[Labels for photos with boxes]
· · · · · · ·

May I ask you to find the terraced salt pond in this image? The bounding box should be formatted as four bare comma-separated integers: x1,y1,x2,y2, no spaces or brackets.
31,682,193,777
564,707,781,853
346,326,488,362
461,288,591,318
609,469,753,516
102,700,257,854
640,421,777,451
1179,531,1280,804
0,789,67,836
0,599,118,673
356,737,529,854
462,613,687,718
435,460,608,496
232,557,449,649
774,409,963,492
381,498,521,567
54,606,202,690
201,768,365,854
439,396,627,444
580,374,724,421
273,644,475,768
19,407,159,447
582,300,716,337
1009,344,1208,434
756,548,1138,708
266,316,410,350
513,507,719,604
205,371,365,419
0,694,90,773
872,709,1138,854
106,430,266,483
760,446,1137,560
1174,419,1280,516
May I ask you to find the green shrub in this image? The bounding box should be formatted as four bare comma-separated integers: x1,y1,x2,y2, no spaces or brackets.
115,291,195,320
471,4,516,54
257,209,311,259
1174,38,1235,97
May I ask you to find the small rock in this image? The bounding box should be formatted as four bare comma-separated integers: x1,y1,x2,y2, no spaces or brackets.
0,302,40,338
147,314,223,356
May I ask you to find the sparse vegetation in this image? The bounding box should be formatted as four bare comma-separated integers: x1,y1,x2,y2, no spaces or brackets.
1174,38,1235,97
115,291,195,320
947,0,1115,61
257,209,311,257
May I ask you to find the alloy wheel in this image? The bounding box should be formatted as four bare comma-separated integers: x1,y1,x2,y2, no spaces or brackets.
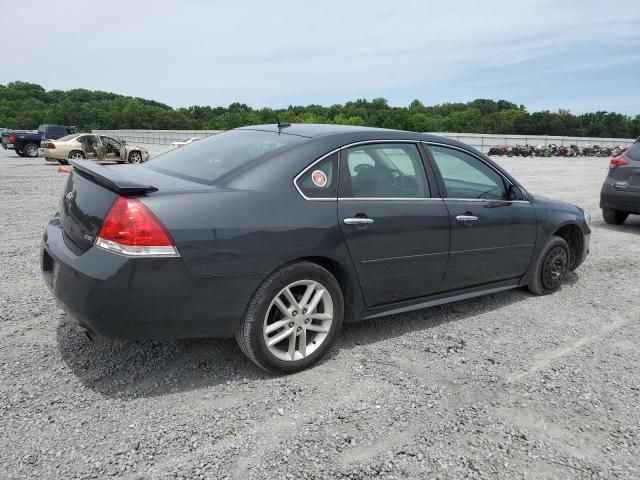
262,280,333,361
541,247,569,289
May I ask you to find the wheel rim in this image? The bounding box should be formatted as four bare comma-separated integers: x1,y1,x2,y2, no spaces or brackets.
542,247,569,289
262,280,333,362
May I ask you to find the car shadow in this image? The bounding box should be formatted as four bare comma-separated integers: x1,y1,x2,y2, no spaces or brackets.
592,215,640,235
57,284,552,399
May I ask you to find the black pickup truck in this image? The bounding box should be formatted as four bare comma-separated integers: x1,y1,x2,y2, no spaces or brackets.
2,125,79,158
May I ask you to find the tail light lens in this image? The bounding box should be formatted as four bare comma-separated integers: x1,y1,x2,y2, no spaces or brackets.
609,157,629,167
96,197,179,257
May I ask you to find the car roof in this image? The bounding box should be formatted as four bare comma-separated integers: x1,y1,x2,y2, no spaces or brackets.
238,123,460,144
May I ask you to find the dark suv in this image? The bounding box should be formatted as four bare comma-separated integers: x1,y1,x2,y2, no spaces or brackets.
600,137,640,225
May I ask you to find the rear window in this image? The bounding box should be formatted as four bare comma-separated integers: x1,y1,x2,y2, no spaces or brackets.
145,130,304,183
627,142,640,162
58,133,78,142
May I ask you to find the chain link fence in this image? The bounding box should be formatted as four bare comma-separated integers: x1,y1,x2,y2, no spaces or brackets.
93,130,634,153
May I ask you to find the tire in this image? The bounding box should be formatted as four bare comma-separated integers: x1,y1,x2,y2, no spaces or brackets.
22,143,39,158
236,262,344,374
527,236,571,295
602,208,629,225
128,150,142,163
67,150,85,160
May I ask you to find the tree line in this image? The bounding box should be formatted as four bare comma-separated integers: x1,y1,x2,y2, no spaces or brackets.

· · · · · · ·

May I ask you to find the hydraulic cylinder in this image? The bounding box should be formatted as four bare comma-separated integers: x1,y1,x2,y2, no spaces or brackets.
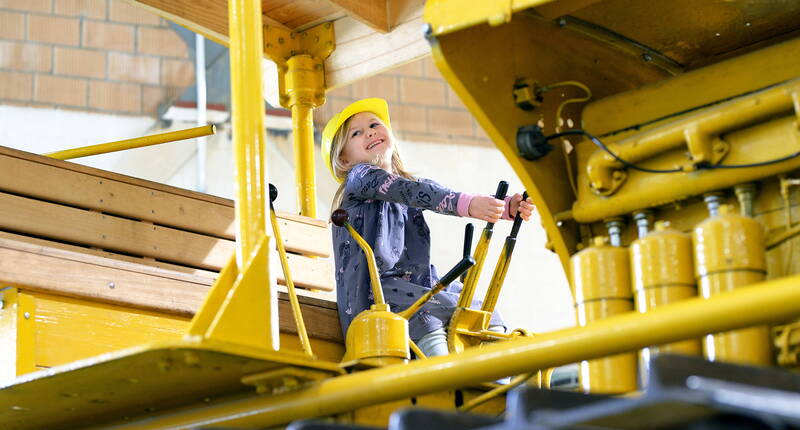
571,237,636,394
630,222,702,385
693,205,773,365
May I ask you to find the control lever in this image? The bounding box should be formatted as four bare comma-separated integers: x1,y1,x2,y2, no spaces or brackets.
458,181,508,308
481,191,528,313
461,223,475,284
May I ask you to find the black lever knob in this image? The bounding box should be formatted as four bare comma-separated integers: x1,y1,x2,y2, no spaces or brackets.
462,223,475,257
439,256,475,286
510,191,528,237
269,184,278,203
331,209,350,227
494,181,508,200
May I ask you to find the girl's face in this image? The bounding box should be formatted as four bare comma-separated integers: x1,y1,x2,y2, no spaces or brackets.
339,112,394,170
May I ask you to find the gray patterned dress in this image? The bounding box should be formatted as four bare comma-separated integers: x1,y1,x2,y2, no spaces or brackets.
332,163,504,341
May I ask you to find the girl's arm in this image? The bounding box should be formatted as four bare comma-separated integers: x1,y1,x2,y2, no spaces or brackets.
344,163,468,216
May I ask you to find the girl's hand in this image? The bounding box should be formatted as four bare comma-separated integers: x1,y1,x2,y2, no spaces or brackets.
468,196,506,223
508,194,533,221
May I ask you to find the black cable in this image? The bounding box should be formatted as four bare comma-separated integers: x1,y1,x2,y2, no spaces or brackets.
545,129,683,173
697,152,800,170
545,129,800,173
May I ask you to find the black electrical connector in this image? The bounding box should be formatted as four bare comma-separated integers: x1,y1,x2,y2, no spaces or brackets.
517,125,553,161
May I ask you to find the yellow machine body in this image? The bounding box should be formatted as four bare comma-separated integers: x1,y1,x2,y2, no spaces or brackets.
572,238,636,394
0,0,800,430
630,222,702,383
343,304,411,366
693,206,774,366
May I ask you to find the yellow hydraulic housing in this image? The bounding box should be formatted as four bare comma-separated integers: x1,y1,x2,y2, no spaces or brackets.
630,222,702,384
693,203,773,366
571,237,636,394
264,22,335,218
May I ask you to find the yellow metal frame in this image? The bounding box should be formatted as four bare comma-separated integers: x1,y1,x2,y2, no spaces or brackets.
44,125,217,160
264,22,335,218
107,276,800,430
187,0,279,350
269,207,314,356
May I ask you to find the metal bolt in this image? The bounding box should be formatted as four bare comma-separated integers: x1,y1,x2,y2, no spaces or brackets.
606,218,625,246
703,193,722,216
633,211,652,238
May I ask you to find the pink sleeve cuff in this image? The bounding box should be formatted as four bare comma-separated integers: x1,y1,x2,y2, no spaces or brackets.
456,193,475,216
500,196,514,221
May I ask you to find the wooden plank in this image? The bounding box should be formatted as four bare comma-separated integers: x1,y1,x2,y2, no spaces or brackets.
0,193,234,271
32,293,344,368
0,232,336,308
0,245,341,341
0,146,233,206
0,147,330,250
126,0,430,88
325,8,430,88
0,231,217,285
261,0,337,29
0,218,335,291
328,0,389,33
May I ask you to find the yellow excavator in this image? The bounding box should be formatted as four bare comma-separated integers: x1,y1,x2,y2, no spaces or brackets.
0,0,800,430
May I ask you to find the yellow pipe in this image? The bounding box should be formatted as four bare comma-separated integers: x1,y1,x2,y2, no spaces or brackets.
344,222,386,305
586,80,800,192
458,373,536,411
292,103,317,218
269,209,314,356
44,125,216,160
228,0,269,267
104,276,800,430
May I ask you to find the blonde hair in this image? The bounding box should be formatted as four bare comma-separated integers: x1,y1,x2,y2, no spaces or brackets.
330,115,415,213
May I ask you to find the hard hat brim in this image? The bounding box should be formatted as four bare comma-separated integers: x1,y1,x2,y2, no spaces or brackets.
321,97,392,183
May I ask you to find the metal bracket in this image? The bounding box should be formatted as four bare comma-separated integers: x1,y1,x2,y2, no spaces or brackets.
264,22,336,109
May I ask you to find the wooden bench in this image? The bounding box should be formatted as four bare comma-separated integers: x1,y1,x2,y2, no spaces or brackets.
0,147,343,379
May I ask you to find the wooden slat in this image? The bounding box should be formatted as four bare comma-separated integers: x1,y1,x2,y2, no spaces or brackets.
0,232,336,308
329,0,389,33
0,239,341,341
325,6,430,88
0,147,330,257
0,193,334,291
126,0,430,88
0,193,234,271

· · · · · · ·

Required work:
Rewrite the lines from the one with "May I ask you to find the black electrical" up to and including the one with "517,125,553,161" as a JSON list of strings, one string per line, leaving out blank lines.

Solution:
[
  "May I ask you to find the black electrical connector in this image? The bounding box should be formatted as four bare comma-separated integers: x1,y1,x2,y2, no spaces or brackets.",
  "517,125,553,161"
]